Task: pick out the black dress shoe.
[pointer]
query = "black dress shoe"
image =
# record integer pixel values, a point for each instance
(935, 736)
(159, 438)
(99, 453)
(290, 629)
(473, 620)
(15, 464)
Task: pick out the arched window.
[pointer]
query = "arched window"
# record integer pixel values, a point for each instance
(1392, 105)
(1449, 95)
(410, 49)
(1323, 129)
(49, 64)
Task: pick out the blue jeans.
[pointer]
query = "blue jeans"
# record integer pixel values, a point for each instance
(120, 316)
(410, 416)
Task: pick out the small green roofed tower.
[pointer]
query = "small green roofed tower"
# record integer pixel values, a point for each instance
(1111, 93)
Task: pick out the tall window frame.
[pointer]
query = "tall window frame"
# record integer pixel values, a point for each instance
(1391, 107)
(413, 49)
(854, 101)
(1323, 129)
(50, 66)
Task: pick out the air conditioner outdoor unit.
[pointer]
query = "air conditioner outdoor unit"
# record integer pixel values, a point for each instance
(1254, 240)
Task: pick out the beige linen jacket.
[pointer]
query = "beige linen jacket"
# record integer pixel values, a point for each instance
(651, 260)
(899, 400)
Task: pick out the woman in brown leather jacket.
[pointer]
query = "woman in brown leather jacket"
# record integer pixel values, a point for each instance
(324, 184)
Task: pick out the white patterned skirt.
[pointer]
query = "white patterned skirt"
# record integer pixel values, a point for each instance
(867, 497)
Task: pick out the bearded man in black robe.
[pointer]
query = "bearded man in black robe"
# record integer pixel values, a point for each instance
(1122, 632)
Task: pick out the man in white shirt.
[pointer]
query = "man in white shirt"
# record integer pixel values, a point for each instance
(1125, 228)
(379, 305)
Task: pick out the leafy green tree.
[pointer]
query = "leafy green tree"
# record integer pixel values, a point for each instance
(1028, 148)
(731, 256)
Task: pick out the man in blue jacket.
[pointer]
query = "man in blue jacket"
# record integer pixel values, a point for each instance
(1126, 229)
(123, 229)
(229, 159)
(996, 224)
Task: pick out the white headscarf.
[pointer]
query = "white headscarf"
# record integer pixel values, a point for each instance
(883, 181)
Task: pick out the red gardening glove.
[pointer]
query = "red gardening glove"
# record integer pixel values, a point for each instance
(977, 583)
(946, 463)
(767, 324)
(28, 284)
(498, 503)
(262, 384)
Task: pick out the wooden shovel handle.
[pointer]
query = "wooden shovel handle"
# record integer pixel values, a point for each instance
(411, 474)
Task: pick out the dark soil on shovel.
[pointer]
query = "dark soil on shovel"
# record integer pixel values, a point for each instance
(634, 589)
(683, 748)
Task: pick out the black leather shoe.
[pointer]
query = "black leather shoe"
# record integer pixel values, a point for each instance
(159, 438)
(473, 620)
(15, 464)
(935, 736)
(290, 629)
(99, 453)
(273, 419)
#####
> [Problem requirements]
Each line of the listing should be copied exactly.

> [Answer space]
Task: pick out the black dress shoe.
[pointer]
query = "black dress shoe"
image =
# record integer pixel values, a point for each instance
(935, 736)
(159, 438)
(99, 453)
(290, 629)
(473, 620)
(15, 464)
Task: pick out the arched window.
[pointer]
query = "arched window"
# record integer pixel values, a point for each instance
(1392, 105)
(1449, 95)
(410, 49)
(1323, 129)
(49, 64)
Task: pick out the blue jeans.
[pointer]
query = "blue jeans"
# record integer pixel values, a point for each instance
(120, 316)
(410, 416)
Task: pick out the small green roofed tower.
[pointer]
query = "small green roofed tower"
# record integer pixel values, a point for each instance
(1111, 93)
Task: pick out the tall window frame.
[pointer]
query = "tall window frame"
# record integer pixel values, a point for each instance
(1391, 107)
(413, 49)
(854, 101)
(1323, 129)
(50, 66)
Task: pick out the air conditioner outdoor unit.
[pointer]
query = "air conditioner outdoor unit"
# record integer pixel values, a point for each instance
(1254, 240)
Task: pick out the beige linen jacket.
[pointer]
query = "beige linen jacket"
# record integer pixel values, a point for each instance
(651, 260)
(899, 400)
Task: pick out the woman in brown leather jacket.
[pointer]
query = "woman in brown leather jacket"
# record integer pixel values, a point for each instance
(324, 184)
Task: pick out the white patterned skirt.
[pointer]
query = "white patterned skirt"
# record integer pixel values, a point for each instance
(867, 497)
Task: pick out the bearded man in black robe.
[pointer]
query = "bearded man in black robe"
# record integer pixel values, a point for each instance
(1122, 632)
Task: pick out the man in white shirt.
[pointer]
query = "man in white shirt"
# record integer pixel values, a point for each instance
(1125, 228)
(379, 305)
Task: pick out the leafy green tree.
[pointer]
query = "leafy green tree"
# record integer pixel values, a point for each instance
(1028, 148)
(731, 256)
Task: pick out the man in blue jacket.
[pointer]
query = "man in blue jacket"
# record integer pixel values, a point for each instance
(1126, 229)
(123, 229)
(229, 159)
(996, 224)
Task: pick out the white headscarf.
[pointer]
query = "white headscarf"
# record integer pixel values, a point for each instance
(883, 181)
Task: pick out the red gardening glove.
[pointer]
query = "red gardening glove"
# record integer pixel values, a point for each instance
(977, 583)
(946, 463)
(767, 324)
(28, 284)
(498, 503)
(262, 384)
Task: pick out the wooden shovel handle.
[pointer]
query = "wooden shovel handle"
# record integer pixel values, a point for each instance
(411, 474)
Task: pick out the dark soil on shovel.
[pointer]
query = "dark soil on shovel"
# record integer pixel values, a point for each instance
(634, 589)
(683, 748)
Task: pick out the black leather shoe.
[pointer]
query = "black leather shoe"
# record integer pixel values, a point for each instance
(159, 438)
(473, 620)
(15, 464)
(935, 736)
(290, 629)
(99, 453)
(273, 419)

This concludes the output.